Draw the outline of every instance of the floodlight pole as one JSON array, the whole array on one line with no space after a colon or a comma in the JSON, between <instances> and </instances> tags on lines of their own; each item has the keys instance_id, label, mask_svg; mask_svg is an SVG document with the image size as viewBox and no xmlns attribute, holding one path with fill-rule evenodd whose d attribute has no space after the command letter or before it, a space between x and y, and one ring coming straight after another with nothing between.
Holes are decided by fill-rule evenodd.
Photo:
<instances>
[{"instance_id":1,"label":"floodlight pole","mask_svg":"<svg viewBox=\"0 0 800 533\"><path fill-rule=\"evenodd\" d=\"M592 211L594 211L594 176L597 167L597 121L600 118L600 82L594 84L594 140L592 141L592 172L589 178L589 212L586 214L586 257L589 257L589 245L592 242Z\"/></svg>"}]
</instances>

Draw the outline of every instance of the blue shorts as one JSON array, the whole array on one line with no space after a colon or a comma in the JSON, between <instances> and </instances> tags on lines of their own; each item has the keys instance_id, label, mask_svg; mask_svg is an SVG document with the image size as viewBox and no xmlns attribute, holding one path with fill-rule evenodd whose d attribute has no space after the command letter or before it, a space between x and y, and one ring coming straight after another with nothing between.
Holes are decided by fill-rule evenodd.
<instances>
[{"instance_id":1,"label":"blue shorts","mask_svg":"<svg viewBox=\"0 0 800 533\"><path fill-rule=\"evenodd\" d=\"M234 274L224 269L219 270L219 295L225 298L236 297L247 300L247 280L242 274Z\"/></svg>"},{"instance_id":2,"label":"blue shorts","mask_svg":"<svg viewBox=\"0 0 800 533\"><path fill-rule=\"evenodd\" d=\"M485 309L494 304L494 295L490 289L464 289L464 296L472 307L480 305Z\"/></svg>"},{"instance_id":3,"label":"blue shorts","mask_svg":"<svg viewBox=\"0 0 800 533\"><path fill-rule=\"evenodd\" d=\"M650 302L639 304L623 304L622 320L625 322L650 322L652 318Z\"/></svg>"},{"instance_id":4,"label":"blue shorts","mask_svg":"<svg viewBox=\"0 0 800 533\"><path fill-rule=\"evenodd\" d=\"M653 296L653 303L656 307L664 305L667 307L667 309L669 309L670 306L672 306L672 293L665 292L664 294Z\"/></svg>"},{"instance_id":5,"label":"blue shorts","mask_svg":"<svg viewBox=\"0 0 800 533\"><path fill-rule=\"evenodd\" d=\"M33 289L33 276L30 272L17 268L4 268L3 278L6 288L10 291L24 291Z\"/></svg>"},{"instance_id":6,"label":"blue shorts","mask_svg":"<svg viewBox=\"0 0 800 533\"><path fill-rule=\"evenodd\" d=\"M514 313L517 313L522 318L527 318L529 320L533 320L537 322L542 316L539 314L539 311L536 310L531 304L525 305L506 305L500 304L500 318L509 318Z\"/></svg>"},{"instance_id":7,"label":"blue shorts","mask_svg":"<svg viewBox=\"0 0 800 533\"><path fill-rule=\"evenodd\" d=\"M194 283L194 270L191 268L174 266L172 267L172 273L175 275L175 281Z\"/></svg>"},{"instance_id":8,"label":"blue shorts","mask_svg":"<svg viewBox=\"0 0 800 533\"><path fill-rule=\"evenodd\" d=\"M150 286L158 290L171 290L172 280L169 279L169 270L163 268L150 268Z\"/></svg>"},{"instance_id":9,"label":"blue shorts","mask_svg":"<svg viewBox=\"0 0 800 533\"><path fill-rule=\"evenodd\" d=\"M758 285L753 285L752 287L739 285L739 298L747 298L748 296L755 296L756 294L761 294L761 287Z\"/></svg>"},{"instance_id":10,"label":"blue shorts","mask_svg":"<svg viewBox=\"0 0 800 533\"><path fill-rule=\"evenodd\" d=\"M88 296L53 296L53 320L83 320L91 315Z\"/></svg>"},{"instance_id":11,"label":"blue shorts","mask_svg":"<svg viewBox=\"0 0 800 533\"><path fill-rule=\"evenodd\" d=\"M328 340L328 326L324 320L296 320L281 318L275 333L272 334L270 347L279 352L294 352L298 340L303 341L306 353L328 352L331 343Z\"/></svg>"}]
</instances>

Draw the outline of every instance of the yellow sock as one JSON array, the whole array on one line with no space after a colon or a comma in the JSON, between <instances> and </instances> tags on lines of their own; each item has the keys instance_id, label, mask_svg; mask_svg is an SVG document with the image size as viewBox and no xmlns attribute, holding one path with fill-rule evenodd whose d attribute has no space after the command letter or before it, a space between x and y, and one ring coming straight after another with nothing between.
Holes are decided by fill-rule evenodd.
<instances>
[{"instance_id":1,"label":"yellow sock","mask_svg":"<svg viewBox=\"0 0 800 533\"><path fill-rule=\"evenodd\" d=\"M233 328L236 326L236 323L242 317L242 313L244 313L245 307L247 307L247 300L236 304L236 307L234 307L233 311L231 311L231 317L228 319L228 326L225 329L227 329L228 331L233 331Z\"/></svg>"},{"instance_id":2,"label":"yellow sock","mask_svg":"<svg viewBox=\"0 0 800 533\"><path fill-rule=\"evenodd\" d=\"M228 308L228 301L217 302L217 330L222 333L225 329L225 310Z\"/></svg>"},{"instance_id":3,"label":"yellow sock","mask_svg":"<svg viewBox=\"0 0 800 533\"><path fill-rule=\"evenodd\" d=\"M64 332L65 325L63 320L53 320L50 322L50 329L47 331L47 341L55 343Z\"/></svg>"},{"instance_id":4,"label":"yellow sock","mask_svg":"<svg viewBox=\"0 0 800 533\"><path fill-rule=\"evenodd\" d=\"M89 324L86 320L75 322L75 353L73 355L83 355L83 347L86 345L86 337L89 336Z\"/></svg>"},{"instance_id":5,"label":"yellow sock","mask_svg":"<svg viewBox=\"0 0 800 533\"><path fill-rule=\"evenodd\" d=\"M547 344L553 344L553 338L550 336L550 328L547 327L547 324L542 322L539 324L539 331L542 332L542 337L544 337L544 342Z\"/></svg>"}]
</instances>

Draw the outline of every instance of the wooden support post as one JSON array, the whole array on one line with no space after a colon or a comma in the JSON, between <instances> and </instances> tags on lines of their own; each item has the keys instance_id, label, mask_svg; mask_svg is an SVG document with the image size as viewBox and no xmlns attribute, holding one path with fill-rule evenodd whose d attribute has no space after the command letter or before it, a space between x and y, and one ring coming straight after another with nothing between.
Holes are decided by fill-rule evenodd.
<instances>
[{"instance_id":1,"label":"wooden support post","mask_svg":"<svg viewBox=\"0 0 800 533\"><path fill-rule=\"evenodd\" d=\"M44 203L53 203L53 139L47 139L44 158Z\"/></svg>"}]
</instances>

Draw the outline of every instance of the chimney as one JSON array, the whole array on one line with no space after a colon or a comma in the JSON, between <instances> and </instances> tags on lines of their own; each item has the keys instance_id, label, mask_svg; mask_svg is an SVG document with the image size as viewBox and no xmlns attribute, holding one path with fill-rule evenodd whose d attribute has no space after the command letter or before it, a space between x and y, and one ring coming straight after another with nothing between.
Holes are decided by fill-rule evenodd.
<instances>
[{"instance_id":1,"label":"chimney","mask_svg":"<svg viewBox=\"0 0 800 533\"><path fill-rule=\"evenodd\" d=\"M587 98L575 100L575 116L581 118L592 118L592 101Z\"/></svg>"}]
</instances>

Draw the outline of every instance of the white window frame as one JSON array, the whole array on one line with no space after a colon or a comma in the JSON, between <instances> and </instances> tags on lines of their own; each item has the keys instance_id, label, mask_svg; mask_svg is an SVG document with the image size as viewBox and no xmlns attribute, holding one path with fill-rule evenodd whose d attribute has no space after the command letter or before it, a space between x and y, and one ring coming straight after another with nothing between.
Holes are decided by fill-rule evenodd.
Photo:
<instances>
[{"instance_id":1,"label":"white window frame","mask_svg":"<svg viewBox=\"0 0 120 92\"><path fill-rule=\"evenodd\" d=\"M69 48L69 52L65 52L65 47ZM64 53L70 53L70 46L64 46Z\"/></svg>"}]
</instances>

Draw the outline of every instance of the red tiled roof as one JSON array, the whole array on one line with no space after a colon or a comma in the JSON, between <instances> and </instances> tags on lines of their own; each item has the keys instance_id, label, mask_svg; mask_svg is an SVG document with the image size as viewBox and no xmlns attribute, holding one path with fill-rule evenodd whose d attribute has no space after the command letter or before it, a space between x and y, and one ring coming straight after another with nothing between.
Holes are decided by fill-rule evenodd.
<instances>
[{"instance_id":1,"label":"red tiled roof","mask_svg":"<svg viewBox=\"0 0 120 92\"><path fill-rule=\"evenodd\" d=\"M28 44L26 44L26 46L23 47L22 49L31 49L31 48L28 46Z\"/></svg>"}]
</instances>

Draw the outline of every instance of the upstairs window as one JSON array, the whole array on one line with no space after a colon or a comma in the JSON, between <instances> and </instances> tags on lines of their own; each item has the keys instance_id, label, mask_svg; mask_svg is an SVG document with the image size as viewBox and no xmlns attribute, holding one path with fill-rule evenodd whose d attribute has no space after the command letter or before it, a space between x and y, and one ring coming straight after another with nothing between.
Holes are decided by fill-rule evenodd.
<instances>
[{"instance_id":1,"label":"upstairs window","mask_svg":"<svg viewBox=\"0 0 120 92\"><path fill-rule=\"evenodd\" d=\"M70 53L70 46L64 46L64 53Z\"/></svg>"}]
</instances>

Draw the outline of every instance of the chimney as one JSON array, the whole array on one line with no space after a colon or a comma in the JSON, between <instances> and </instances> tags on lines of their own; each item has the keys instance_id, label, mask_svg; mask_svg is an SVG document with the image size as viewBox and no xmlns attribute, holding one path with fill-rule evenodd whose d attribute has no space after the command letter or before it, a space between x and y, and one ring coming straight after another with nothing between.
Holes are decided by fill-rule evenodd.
----------------------------------------
Please convert the lines of the listing, starting at the line containing "Draw the outline of every instance of the upstairs" and ending at the line containing "53L70 46L64 46L64", into a JSON list of strings with one string per line, both end lines included. Leave out any blank lines.

[
  "Draw the outline of every instance of the upstairs window as one JSON array, the whole array on one line with no space after a colon or a comma in the JSON, between <instances> and </instances> tags on lines of their own; each item has the keys instance_id, label, mask_svg; mask_svg is an SVG document with the image size as viewBox and no xmlns attribute, holding one path with fill-rule evenodd whose d attribute has no space after the command letter or before it, a space between x and y, and one ring coming straight after another with nothing between.",
  "Holes are decided by fill-rule evenodd.",
  "<instances>",
  "[{\"instance_id\":1,\"label\":\"upstairs window\",\"mask_svg\":\"<svg viewBox=\\\"0 0 120 92\\\"><path fill-rule=\\\"evenodd\\\" d=\\\"M70 53L70 46L64 46L64 53Z\\\"/></svg>\"}]"
]